### Exercise goal:
When you retype the entries, keep each one exact and leave out the pictures.

[Study material Boundary: Start]

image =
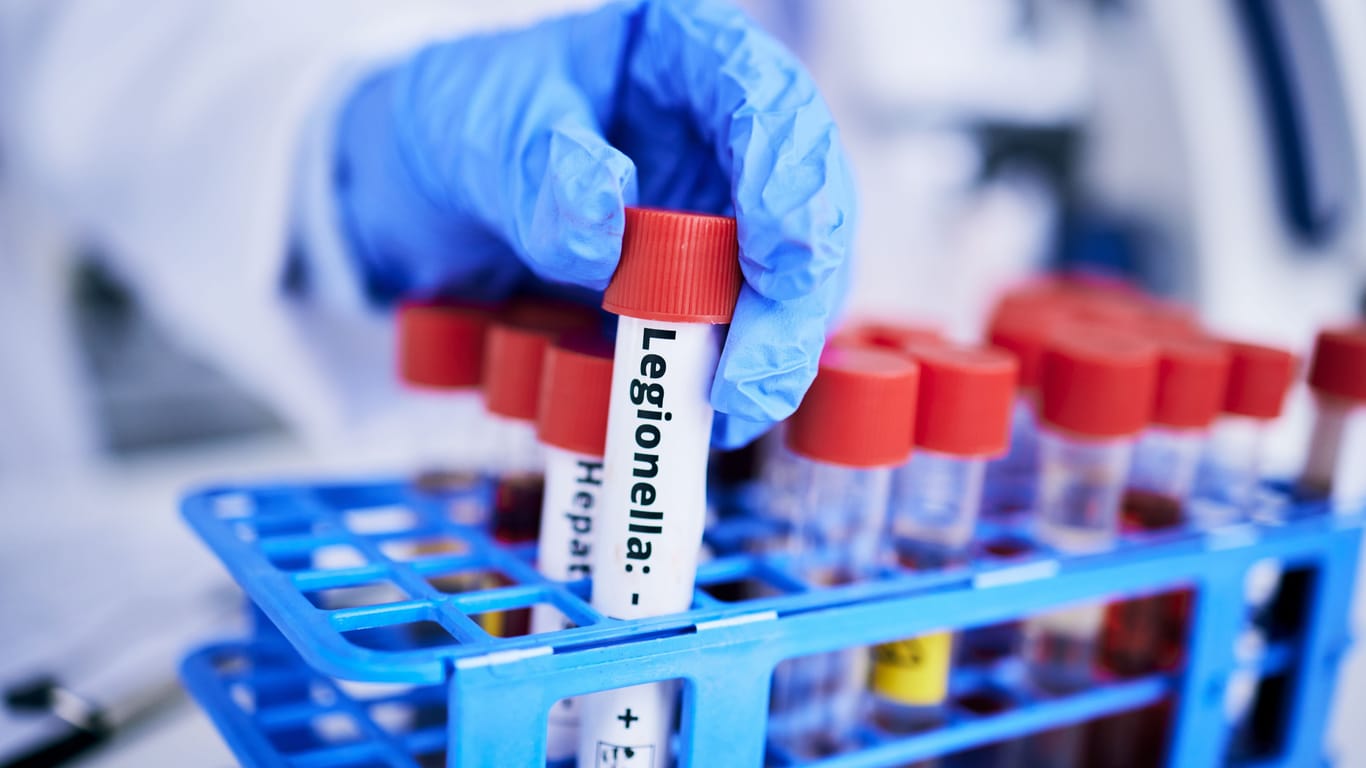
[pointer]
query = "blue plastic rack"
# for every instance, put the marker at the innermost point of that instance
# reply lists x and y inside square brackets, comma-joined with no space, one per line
[351,577]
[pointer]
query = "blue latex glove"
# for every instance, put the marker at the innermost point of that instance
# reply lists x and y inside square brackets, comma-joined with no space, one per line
[482,161]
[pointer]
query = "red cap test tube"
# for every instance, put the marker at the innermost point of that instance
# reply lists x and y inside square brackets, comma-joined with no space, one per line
[675,284]
[962,418]
[1254,394]
[571,425]
[1337,443]
[440,361]
[1097,395]
[851,429]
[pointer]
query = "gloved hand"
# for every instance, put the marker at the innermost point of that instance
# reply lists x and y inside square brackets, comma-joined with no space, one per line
[482,159]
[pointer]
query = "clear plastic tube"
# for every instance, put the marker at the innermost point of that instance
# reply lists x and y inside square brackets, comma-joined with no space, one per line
[1337,428]
[1231,468]
[933,510]
[1165,462]
[1081,491]
[519,472]
[1163,476]
[838,517]
[448,427]
[1011,480]
[933,513]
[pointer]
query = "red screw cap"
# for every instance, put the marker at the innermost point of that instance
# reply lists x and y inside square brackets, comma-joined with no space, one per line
[1023,330]
[512,364]
[965,399]
[676,267]
[1339,366]
[515,351]
[441,345]
[1098,383]
[858,412]
[885,335]
[1258,379]
[1191,380]
[574,395]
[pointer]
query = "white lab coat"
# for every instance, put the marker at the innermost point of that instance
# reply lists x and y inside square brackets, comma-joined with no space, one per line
[193,141]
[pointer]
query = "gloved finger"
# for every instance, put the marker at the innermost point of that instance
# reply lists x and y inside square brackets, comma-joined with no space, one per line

[Study material Boundary: End]

### Answer section:
image =
[pointer]
query = "blue plastic rack"
# for every instance, put the marker at the innermost point of that instance
# reply lists x and y inside square brackets, comma-joined with no space, one per line
[351,577]
[pointer]
query = "blue latex glove"
# for every instance, put the marker at the innermost point of that instance
# reply lists x and y inside square brackets, comma-joined with no space, one per line
[482,161]
[pointer]
query = "red cap test tube"
# for every instance, put the marker at the innermost point of that instance
# reply lists x and y inside square brackets, comma-joined with no space, one per line
[675,284]
[962,418]
[1254,394]
[571,425]
[1337,443]
[440,361]
[1097,395]
[851,429]
[pointer]
query = "gloved hand"
# for every instance, put the marker at the innermost point of that instance
# reply lists x and y inside square brackets, comma-joined with no space, one per line
[482,159]
[pointer]
query = "clear plastic tube"
# for every instance, put the marker at the innermost point of that instance
# reply lists x and y inside square brackets, comma-joined with no space, one per line
[1337,428]
[1231,468]
[933,510]
[1165,462]
[1081,491]
[519,472]
[1163,476]
[838,517]
[448,427]
[1011,480]
[933,513]
[pointer]
query = "red screw cap"
# for every instance, put the marker at the innermost point of that instance
# reply lists x and y inside square brackets, comma-joined with no space, one per line
[1023,330]
[512,364]
[965,399]
[676,267]
[1339,366]
[515,351]
[441,345]
[1098,383]
[858,412]
[885,335]
[1258,379]
[1191,380]
[574,395]
[pointer]
query = "white lab coat"
# for every instance, put the marker at the innermost point of that instance
# reply lists x and y inside square brackets, comma-joined with no space, one per line
[193,141]
[pointer]
query = "gloved finger"
# for every instance, put the marker at the innermost point of that instance
# reply lists x and y inside square brackets, comma-joined with no space, one per line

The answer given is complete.